— SHORT EXERCISE —
Rewrite the entries below, replacing "set a point on" with "place a marker on" everywhere and changing nothing else. Omit the pictures from your version.

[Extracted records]

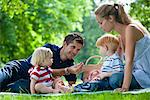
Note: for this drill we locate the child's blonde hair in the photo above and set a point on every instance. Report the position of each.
(108, 39)
(40, 54)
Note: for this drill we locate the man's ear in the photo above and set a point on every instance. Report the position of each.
(111, 18)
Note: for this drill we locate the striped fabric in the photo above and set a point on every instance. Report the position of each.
(41, 74)
(113, 64)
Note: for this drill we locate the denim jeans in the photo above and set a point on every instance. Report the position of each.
(14, 77)
(116, 81)
(97, 85)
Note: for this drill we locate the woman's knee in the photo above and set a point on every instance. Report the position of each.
(116, 80)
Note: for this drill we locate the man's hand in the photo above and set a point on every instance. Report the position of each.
(71, 83)
(76, 68)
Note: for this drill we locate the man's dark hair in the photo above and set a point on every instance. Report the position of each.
(75, 36)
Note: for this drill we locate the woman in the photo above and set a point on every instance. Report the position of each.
(135, 45)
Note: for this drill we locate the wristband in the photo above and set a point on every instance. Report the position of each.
(66, 71)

— CORRECT RESULT —
Note: for this drill we locate the child's blonde hair in the photo above and place a marker on every instance. Report the position of each.
(108, 39)
(40, 54)
Note: for this drill we locate the man's ear in the photo above and place a marker on every instance. Report the position of each.
(111, 18)
Note: for this drill we locate the striped fabric in the photo above and place a marker on every instance. Report the position of each.
(41, 74)
(113, 64)
Note: for this drill we locate the denim jeans in the photo above and place a marker on every instance. Report the position of each.
(14, 77)
(116, 81)
(97, 85)
Note: for this drill we locate the woman's knee in the photo above and place a marker on every instance. Report the position of each.
(116, 80)
Note: for this drill we locate the man's hand in the photo above and place a marker on every instance. Report the position of each.
(71, 83)
(76, 68)
Note: for this drill we locate the man's dark hair in the photo above and place a marker on every instance. Report the position of each.
(75, 36)
Note: for this drill we locate the woman in the photo above and place a marker on every instance. Report the position of each.
(135, 45)
Note: for this drill we locate the wristband in the photo above and place a marker on every instance. Report the position of each.
(66, 71)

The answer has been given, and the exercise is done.